## Document passage
━━━━━━━━━━━━━━━━━━━━━━━━━━━━━━
For this reason Paul carries out his analysis both with and without the US included, but either way the same correlations turn up. The 1st world nations with the highest levels of belief in God, and the greatest religious observance are also the ones with all the signs of societal dysfunction. These correlations are truly stunning. They are not "barely significant" or marginal in any way. Many, such as those between popular religiosity and teenage abortions and STDs have correlation coefficients over 0.9 and the overall correlation with the SSS is 0.7 with the US included and 0.5 without. These are powerful relationships. But why?

The critical step from correlation to cause is not easy. Paul analyses all sorts of possibilities. Immigration and diversity do not explain the relationships, nor do a country's frontier past, nor its violent media, and so he is led to his conclusions: "Because highly secular democracies are significantly and regularly outperforming the more theistic ones, the moral-creator socioeconomic hypothesis is rejected in favour of the secular-democratic socioeconomic hypothesis"; "religious prosociality and charity are less effective at improving societal conditions than are secular government programmes".

He draws implications for human evolution too. Contrary to Dan Dennett, Pascal Boyer and others, he argues that religion is not a deep-seated or inherited tendency. It is a crutch to which people turn when they are under extreme stress, "a natural invention of human minds in response to a defective habitat". Americans, he says, suffer appalling stress and anxiety due to the lack of universal health care, the competitive economic environment, and huge income inequalities, and under these conditions belief in a supernatural creator and reliance on religious observance provides relief. By contrast, the middle class majorities of western Europe, Canada, Australia, New Zealand and Japan have secure enough lives not to seek help from a supernatural creator.
━━━━━━━━━━━━━━━━━━━━━━━━━━━━━━
## Request
From the passage on religiosity and societal health, reproduce the part starting at "For this reason" and ending at "relationships. But why?", swapping "stunning" for "remarkable". Rely only on the passage about religiosity and societal health, with no outside sources.
━━━━━━━━━━━━━━━━━━━━━━━━━━━━━━
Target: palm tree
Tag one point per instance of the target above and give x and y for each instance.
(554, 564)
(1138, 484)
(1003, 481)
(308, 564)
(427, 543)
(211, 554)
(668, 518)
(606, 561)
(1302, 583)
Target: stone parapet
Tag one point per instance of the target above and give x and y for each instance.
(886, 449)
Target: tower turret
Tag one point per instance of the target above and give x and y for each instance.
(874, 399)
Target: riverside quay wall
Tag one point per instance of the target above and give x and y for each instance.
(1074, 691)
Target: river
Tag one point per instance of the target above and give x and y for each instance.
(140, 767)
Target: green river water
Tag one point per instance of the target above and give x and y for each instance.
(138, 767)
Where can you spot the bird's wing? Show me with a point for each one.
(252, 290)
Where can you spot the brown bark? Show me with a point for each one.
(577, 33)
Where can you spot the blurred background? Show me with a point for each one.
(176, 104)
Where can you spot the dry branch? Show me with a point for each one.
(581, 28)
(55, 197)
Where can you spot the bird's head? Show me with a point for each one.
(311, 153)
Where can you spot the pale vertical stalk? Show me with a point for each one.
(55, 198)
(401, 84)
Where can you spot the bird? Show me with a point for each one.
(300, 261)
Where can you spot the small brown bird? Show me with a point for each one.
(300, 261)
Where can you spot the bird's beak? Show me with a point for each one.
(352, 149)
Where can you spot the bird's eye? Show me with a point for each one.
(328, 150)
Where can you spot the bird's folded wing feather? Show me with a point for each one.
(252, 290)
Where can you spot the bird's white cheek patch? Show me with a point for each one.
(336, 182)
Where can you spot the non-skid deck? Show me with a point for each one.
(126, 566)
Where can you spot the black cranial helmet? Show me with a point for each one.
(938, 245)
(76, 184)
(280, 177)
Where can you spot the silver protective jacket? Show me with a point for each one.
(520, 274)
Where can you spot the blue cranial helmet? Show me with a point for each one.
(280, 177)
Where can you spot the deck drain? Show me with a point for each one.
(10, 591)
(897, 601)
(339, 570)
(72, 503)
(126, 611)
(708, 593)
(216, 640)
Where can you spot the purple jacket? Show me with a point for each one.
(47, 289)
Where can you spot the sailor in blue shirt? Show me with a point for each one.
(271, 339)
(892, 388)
━━━━━━━━━━━━━━━━━━━━━━━━━━━━━━
## Task solution
For this reason Paul carries out his analysis both with and without the US included, but either way the same correlations turn up. The 1st world nations with the highest levels of belief in God, and the greatest religious observance are also the ones with all the signs of societal dysfunction. These correlations are truly remarkable. They are not "barely significant" or marginal in any way. Many, such as those between popular religiosity and teenage abortions and STDs have correlation coefficients over 0.9 and the overall correlation with the SSS is 0.7 with the US included and 0.5 without. These are powerful relationships. But why?